**EXERCISE DIRECTIONS:**
Find the line that contains "the telecom antenna", then repeat it and each line after it to the end of the records, exactly.

[Saved entries]
---

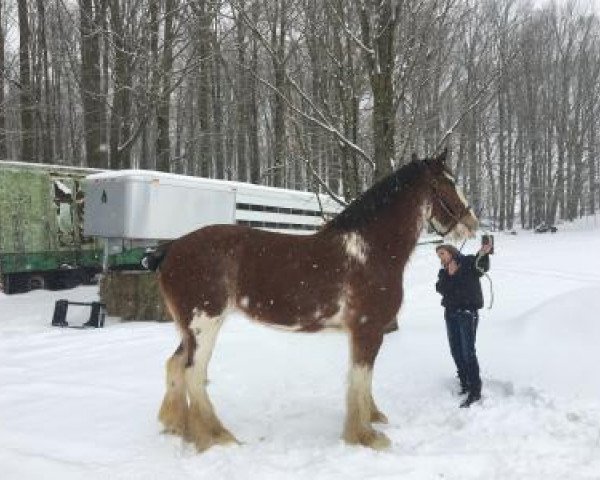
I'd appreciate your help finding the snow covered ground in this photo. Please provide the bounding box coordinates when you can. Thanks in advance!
[1,216,600,480]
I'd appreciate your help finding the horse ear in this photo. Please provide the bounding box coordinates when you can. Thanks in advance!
[437,148,448,166]
[427,148,448,173]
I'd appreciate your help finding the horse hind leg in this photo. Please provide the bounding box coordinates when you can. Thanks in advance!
[158,342,189,436]
[184,310,239,451]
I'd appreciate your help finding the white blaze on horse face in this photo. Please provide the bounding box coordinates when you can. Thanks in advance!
[430,217,446,235]
[421,202,433,220]
[342,232,368,264]
[456,185,469,209]
[432,181,474,239]
[452,185,478,239]
[443,171,456,184]
[450,222,473,241]
[417,202,433,239]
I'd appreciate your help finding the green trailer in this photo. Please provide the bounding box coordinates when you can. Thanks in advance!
[0,161,105,294]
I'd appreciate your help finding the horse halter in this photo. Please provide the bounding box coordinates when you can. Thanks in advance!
[426,177,473,237]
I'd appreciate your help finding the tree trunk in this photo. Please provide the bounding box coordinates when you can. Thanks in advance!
[359,0,396,181]
[212,26,225,179]
[235,3,248,182]
[506,81,515,229]
[18,0,34,162]
[271,0,288,187]
[197,0,213,177]
[589,120,597,215]
[36,0,54,161]
[248,3,260,184]
[156,0,176,173]
[79,0,108,168]
[0,1,6,159]
[497,86,506,229]
[109,0,133,169]
[517,126,526,229]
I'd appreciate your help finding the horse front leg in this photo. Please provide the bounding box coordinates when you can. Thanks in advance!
[184,311,239,451]
[369,390,389,424]
[158,343,189,436]
[343,327,390,450]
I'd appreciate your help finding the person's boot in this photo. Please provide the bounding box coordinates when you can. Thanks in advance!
[459,391,481,408]
[460,382,482,408]
[457,373,469,395]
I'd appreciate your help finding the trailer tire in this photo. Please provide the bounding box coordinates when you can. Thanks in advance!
[2,273,27,294]
[27,274,46,291]
[47,269,95,290]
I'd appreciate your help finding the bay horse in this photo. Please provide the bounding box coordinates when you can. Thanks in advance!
[150,149,478,451]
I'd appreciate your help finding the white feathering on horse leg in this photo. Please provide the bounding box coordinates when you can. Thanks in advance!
[184,312,238,451]
[158,350,188,436]
[368,375,389,424]
[343,364,391,450]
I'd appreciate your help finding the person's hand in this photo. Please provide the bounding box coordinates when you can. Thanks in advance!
[479,243,492,255]
[447,259,458,275]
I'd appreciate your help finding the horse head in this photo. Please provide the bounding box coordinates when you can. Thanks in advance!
[421,149,479,240]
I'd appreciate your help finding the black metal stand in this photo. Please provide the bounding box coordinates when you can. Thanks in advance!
[52,300,106,328]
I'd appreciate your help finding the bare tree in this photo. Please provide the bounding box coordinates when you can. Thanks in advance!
[79,0,108,168]
[0,0,6,159]
[155,0,177,172]
[17,0,34,162]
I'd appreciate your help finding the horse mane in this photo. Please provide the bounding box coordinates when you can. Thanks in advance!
[324,160,425,232]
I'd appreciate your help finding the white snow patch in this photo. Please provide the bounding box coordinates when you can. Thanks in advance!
[1,220,600,479]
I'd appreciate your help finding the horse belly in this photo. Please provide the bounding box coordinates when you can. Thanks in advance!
[235,291,347,333]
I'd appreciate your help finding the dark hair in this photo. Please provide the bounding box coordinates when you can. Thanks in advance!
[325,160,424,232]
[435,244,459,258]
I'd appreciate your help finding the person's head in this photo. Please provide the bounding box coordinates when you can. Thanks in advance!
[436,244,459,266]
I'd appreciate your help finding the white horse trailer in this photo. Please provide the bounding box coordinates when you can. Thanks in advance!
[83,170,342,241]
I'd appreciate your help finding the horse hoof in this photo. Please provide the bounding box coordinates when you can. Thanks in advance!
[158,403,187,437]
[186,425,240,452]
[344,428,391,450]
[212,428,240,446]
[370,410,389,424]
[161,425,186,437]
[370,431,391,450]
[185,430,215,452]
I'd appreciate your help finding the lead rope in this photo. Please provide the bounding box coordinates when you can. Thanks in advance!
[475,252,494,309]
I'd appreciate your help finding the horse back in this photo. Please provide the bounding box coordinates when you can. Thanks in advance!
[158,224,348,330]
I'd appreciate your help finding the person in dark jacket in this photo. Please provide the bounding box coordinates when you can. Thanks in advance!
[435,243,491,408]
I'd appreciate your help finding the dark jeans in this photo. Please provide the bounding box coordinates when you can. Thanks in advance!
[444,309,481,394]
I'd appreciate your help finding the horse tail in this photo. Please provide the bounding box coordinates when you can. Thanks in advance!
[141,241,173,271]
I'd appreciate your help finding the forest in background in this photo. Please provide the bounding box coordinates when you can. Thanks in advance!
[0,0,598,230]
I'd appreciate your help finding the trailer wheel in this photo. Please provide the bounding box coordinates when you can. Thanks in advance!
[2,273,27,294]
[27,274,46,291]
[47,270,87,290]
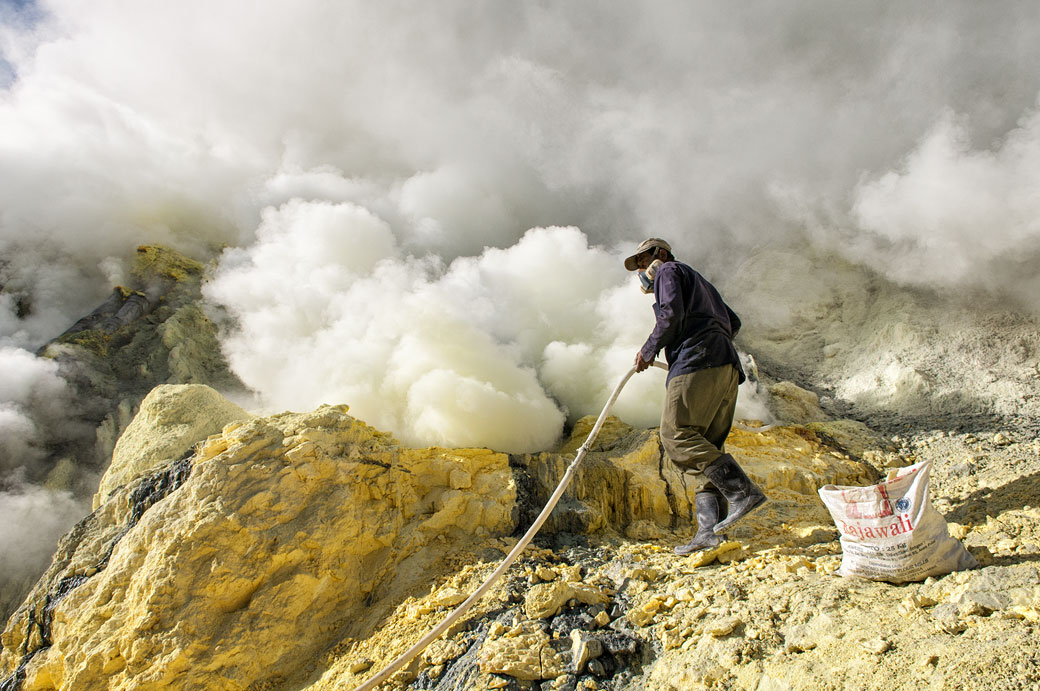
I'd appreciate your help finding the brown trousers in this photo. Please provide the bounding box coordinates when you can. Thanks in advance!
[660,364,739,474]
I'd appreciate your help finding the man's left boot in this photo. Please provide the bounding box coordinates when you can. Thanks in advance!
[674,488,727,555]
[701,453,767,534]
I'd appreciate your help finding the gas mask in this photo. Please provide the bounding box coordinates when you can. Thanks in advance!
[638,259,663,294]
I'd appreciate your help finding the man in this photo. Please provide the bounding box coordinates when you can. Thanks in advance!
[624,237,767,555]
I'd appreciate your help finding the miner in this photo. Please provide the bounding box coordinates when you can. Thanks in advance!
[625,237,767,555]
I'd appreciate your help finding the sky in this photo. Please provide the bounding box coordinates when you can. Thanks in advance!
[3,1,1040,583]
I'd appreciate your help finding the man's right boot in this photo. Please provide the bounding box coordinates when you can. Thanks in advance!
[674,489,727,555]
[702,453,767,534]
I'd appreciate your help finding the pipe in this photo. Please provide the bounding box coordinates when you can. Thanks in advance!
[351,361,666,691]
[352,359,772,689]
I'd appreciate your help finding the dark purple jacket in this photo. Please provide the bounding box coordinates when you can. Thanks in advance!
[639,260,746,386]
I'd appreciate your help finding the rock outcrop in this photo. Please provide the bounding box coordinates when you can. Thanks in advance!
[3,384,1038,691]
[36,245,245,493]
[1,392,516,690]
[0,246,249,630]
[93,384,252,509]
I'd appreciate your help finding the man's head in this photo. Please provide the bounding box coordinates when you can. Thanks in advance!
[624,237,672,271]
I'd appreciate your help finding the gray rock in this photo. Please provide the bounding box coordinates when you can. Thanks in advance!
[931,603,967,634]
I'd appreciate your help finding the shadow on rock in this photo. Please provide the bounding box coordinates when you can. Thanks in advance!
[945,471,1040,524]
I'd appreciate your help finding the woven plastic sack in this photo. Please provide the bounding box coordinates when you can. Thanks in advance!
[818,460,977,583]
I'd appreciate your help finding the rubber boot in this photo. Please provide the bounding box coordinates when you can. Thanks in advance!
[674,489,727,555]
[702,453,767,534]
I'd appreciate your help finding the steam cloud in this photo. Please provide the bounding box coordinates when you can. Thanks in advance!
[3,1,1040,589]
[0,346,76,476]
[851,109,1040,305]
[0,485,87,614]
[205,216,668,451]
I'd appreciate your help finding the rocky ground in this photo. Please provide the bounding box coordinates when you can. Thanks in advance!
[1,380,1037,691]
[308,417,1040,691]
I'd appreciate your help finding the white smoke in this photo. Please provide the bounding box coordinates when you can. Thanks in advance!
[204,215,668,451]
[0,346,75,474]
[851,107,1040,308]
[0,485,87,613]
[0,488,83,565]
[0,346,85,611]
[0,4,1039,464]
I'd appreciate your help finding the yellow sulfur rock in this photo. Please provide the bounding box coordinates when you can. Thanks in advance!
[523,581,609,620]
[478,623,565,681]
[2,394,516,691]
[93,384,252,509]
[5,391,977,691]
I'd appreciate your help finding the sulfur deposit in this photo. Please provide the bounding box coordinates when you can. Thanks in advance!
[92,384,253,509]
[2,385,1039,691]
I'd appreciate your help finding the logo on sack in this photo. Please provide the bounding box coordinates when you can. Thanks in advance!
[843,485,894,520]
[895,497,911,513]
[846,503,892,520]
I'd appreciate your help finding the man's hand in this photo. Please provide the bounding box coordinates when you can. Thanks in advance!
[634,351,653,373]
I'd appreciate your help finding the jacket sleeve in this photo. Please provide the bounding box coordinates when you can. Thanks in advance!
[639,264,683,362]
[726,304,741,338]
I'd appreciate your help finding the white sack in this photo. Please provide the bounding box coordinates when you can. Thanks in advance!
[818,460,977,584]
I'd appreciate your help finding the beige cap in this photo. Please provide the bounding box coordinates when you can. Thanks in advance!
[623,237,671,271]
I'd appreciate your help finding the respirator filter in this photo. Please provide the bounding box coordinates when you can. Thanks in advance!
[638,259,663,293]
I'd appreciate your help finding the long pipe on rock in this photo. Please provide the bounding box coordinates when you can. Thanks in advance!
[352,359,772,690]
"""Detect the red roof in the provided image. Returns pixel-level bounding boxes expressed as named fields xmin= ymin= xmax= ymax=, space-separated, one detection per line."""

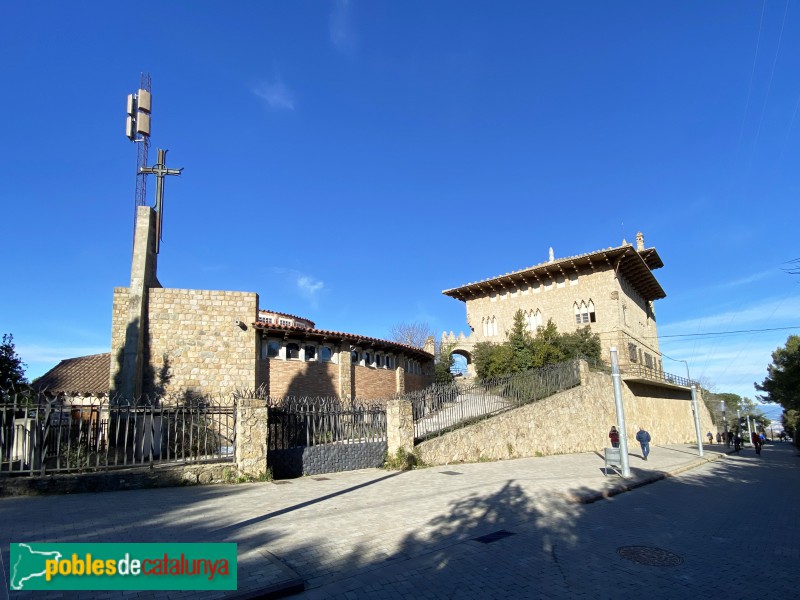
xmin=253 ymin=323 xmax=434 ymax=360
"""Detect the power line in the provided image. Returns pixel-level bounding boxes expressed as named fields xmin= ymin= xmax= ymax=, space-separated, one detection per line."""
xmin=597 ymin=325 xmax=799 ymax=341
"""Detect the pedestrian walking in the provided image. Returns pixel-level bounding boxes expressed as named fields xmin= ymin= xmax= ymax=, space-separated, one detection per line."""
xmin=751 ymin=431 xmax=762 ymax=456
xmin=716 ymin=432 xmax=721 ymax=444
xmin=635 ymin=426 xmax=651 ymax=461
xmin=707 ymin=431 xmax=713 ymax=445
xmin=734 ymin=434 xmax=741 ymax=452
xmin=609 ymin=426 xmax=620 ymax=448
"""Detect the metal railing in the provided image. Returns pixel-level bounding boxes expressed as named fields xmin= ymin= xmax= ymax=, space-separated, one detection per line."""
xmin=621 ymin=364 xmax=694 ymax=388
xmin=1 ymin=392 xmax=235 ymax=476
xmin=267 ymin=396 xmax=387 ymax=450
xmin=408 ymin=360 xmax=581 ymax=442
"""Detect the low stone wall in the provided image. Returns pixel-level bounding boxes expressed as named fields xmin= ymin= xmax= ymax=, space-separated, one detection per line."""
xmin=416 ymin=368 xmax=715 ymax=465
xmin=268 ymin=441 xmax=387 ymax=479
xmin=0 ymin=462 xmax=234 ymax=497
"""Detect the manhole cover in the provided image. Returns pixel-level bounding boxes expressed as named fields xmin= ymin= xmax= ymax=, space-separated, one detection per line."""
xmin=617 ymin=546 xmax=683 ymax=566
xmin=440 ymin=471 xmax=463 ymax=476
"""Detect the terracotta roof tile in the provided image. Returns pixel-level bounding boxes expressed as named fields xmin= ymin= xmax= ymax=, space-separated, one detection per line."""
xmin=33 ymin=353 xmax=110 ymax=396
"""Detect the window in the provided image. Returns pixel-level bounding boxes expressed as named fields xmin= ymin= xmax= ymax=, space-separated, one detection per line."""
xmin=376 ymin=354 xmax=384 ymax=367
xmin=286 ymin=343 xmax=300 ymax=359
xmin=258 ymin=316 xmax=274 ymax=324
xmin=351 ymin=350 xmax=359 ymax=363
xmin=386 ymin=355 xmax=394 ymax=369
xmin=574 ymin=301 xmax=596 ymax=324
xmin=278 ymin=318 xmax=292 ymax=326
xmin=483 ymin=317 xmax=497 ymax=337
xmin=304 ymin=345 xmax=316 ymax=361
xmin=264 ymin=340 xmax=280 ymax=359
xmin=644 ymin=353 xmax=653 ymax=369
xmin=628 ymin=343 xmax=638 ymax=363
xmin=365 ymin=352 xmax=373 ymax=366
xmin=320 ymin=347 xmax=332 ymax=362
xmin=525 ymin=310 xmax=542 ymax=332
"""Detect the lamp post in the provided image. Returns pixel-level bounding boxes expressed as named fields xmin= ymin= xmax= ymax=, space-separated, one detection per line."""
xmin=721 ymin=400 xmax=728 ymax=446
xmin=672 ymin=358 xmax=704 ymax=457
xmin=609 ymin=347 xmax=631 ymax=477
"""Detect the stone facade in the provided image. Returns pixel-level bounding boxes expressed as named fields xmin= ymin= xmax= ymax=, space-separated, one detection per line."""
xmin=386 ymin=399 xmax=414 ymax=457
xmin=442 ymin=234 xmax=665 ymax=375
xmin=236 ymin=398 xmax=269 ymax=477
xmin=415 ymin=365 xmax=715 ymax=465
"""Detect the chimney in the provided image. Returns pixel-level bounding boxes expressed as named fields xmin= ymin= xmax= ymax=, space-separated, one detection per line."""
xmin=636 ymin=232 xmax=645 ymax=251
xmin=548 ymin=247 xmax=555 ymax=262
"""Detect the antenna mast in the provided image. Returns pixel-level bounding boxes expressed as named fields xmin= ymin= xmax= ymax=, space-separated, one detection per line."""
xmin=126 ymin=73 xmax=152 ymax=213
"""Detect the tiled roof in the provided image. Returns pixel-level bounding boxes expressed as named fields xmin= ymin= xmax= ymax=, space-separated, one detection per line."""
xmin=253 ymin=323 xmax=434 ymax=359
xmin=33 ymin=353 xmax=110 ymax=396
xmin=258 ymin=309 xmax=315 ymax=328
xmin=442 ymin=243 xmax=666 ymax=303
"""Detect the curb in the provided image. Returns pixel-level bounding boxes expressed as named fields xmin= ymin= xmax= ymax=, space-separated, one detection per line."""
xmin=565 ymin=451 xmax=727 ymax=505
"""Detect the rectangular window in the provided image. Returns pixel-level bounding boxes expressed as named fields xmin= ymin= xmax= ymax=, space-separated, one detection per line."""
xmin=264 ymin=340 xmax=281 ymax=359
xmin=628 ymin=343 xmax=638 ymax=363
xmin=278 ymin=318 xmax=291 ymax=326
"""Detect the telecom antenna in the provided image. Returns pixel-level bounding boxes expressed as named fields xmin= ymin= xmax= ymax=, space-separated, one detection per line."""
xmin=125 ymin=73 xmax=152 ymax=210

---

**WRITTEN ANSWER:**
"""Detect the telecom antenna in the provided image. Returns pixel-level bounding boxes expressed as named fields xmin= ymin= xmax= ymax=, space-separated, one detection per line."""
xmin=125 ymin=73 xmax=152 ymax=210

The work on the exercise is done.